> _Selected excerpt_
★ ★ ★ ★
Expectation of the intersection of several guessing games

Question

Say you have some unknown combination of $K$ different (independent) numbers you have to guess. Your goal is to guess this entire combination in order. Say K=16, you have to guess $k_1, ..., k_{16}$. Each number $k$ is limited to $N$ possible numbers (the cardinality of the set from which each number is chosen). Assume $N$ is the same for every $k$, i.e. all numbers are picked from identical sets. To be clear, since each of the sixteen numbers is picked independently, some of the secret numbers may be identical.

To guess each number $k$, if you assume all values are equally likely, you start with a list of the $N$ possible numbers, one of which is the correct number. You test and eliminate each at a time. For each of these $k \in K$, you already know the expectation of the number of guesses to be $E[p_k,\star] = \frac{N+1}{2}$ from the result in "Expected number of draws until the first good element is chosen". (the notation $p_k$ means that this is the position in list which you reach when guessing the correct number, denoted by $\star$).

Note that, a priori, you cannot verify that any of the $k$ numbers is correct, until you have the entire combination. However you may know the expectation of finding the correct value for each of $k$ numbers, since they are independent problems.

Now, if one expects to have to guess $\frac{N+1}{2}$ times for each $k$, the combinations of all these expected guesses for the total combination yields $E[p,\star] = {(\frac{N+1}{2})}^{16}$.

However, the same reasoning could also be applied to the combination of the independent numbers. So now, let's apply this formula to the entire combination, which is an equivalent problem.

If each independent number $k$ has $N$ possibilities, there are a total of $M = N^{16}$ possible combinations. If one has a list of all the possible $M$ combinations, one can expect to guess the correct combination of 16 numbers after $E[p,\star] = {(\frac{M+1}{2})}$.

However, trivially, ${(\frac{N+1}{2})}^{16} \neq {(\frac{N^{16}+1}{2})}$, and the error can grow quite big for bigger N.

Now say that the expectation for each $k$ is not $\frac{N+1}{2}$, it is instead some value that I approximated experimentally - perhaps I have some algorithm that makes it so I do not need $\frac{N+1}{2}$ guesses, but actually less because the process isn't as random as it claimed. This algorithm may have different expectations for each $k$, since it may not perform as well guessing some of the numbers.

How could I derive, generally, the expectation of the whole combination from the expectation of the parts, when only the whole combination can be verified?

Update: I realized I could not possibly define the expected position of the complete combination without defining a strategy. So, say that the strategy is: start by testing the combination of the best guess for each $k$, then if that is unsuccessful, test all the guesses for the $k$ with the highest expectation $E[p_k,\star]$, since that is the one with most uncertainty, and then proceed by testing all the remaining $k$ in decreasing order of expectation.

Answer 1

I don't think that it is possible to derive the expectation of the whole only from the parts. The expectations of the parts don't contain enough information about the probability distribution. Here is a counter-example:

Suppose you have to guess 2 numbers, each picked from the set $\{1, 2, 3\}$. The first one is picked with probabilities $(0.4, 0.4, 0.2)$, while the second one is picked with probabilities $(0.6, 0.2, 0.2)$. Independently, the expectations will be $1.8$ for the first and $1.6$ for the second. If you write out all the probabilities for the 9 possible combinations, and guess them in decreasing order (which is the best strategy), you'll get an expectation of $3.52$.
★ ★ ★ ★
> _Data extract_

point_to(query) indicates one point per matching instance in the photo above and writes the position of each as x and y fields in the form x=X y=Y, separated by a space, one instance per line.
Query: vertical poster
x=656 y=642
★ ★ ★ ★
> _What the task asks_
Return the passage of the guessing-games thread starting at "How could I" and ending at "order of expectation.", copied word for word. Rely on the guessing-games thread alone.

> _Response to this exercise_
How could I derive, generally, the expectation of the whole combination from the expectation of the parts, when only the whole combination can be verified?

Update: I realized I could not possibly define the expected position of the complete combination without defining a strategy. So, say that the strategy is: start by testing the combination of the best guess for each $k$, then if that is unsuccessful, test all the guesses for the $k$ with the highest expectation $E[p_k,\star]$, since that is the one with most uncertainty, and then proceed by testing all the remaining $k$ in decreasing order of expectation.